- [WHAT YOU HAVE TO DO]: The response should consist of the records, reproduced exactly.

[Data extracted from a collection]
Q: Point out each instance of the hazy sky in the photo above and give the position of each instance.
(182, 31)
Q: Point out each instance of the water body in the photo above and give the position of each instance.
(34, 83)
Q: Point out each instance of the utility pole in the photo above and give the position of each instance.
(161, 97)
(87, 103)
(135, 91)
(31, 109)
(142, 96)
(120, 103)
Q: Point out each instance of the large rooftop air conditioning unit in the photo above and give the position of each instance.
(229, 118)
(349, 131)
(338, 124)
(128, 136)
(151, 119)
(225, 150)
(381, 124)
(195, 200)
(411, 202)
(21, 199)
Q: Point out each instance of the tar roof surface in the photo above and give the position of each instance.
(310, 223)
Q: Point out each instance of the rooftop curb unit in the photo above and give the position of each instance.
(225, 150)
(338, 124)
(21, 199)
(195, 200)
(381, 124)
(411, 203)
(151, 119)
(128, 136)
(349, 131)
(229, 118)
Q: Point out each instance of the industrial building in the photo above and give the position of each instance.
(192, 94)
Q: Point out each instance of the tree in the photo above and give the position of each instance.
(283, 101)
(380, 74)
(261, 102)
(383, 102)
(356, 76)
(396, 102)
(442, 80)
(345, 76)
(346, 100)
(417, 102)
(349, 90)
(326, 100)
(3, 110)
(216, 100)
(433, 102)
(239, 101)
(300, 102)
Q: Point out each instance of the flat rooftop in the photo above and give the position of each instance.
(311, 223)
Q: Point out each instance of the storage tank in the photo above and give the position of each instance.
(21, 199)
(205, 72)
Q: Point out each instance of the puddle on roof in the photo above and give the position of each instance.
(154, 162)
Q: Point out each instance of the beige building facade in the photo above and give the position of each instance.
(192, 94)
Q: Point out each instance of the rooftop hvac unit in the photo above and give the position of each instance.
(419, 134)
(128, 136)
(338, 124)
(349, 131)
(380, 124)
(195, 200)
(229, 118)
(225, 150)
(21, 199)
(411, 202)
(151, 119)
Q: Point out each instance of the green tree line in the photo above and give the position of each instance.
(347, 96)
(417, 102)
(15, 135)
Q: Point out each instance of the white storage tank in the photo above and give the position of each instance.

- [OUTPUT FOR THIS TASK]:
Q: Point out each instance of the hazy sky in the photo above and give the position of each instance.
(182, 31)
Q: Point out each instance of the water body in the photo above and give the position of each instance.
(34, 83)
Q: Point out each instance of the utility pole in the photo above and give the position of each instance.
(161, 97)
(87, 103)
(135, 91)
(31, 109)
(142, 96)
(120, 103)
Q: Point out each instance of the large rooftop air conditioning unit in the photo above and give the position of each instance.
(229, 118)
(349, 131)
(338, 124)
(128, 136)
(151, 119)
(225, 150)
(381, 124)
(195, 200)
(411, 202)
(21, 199)
Q: Point out each instance of the tar roof surface in the photo above and give the position of each instance.
(310, 223)
Q: Point out each instance of the rooftop curb unit in the photo above and give the position of each instance.
(225, 150)
(338, 124)
(21, 199)
(195, 200)
(381, 124)
(411, 203)
(151, 119)
(128, 136)
(349, 131)
(229, 118)
Q: Point out each instance of the industrial building in the photo above and give the position of each instance.
(192, 94)
Q: Point out each instance of the tree in the photo above and give the position of each instance.
(283, 101)
(380, 74)
(261, 102)
(383, 102)
(356, 76)
(396, 102)
(442, 80)
(345, 76)
(346, 100)
(417, 102)
(349, 90)
(326, 100)
(3, 110)
(216, 100)
(433, 102)
(239, 101)
(300, 102)
Q: Point out each instance of the flat rooftop in the photo above and give the position of each instance.
(311, 223)
Q: Point out each instance of the storage tank in the photo above and give the position of each instance.
(21, 199)
(205, 72)
Q: Point out each instance of the puddle on roof in the photo above and give the position of each instance.
(154, 162)
Q: Point out each instance of the beige building facade in the photo above and give the position of each instance.
(192, 94)
Q: Point out each instance of the rooftop hvac unit in the photo above and give the position of each instance.
(419, 134)
(128, 136)
(338, 124)
(349, 131)
(380, 124)
(195, 200)
(229, 118)
(225, 150)
(21, 199)
(411, 202)
(151, 119)
Q: Point out each instance of the green tree line in the photo above and give the position of each instance.
(347, 96)
(417, 102)
(15, 135)
Q: Point out each instance of the white storage tank in the photo above and give the position of each instance.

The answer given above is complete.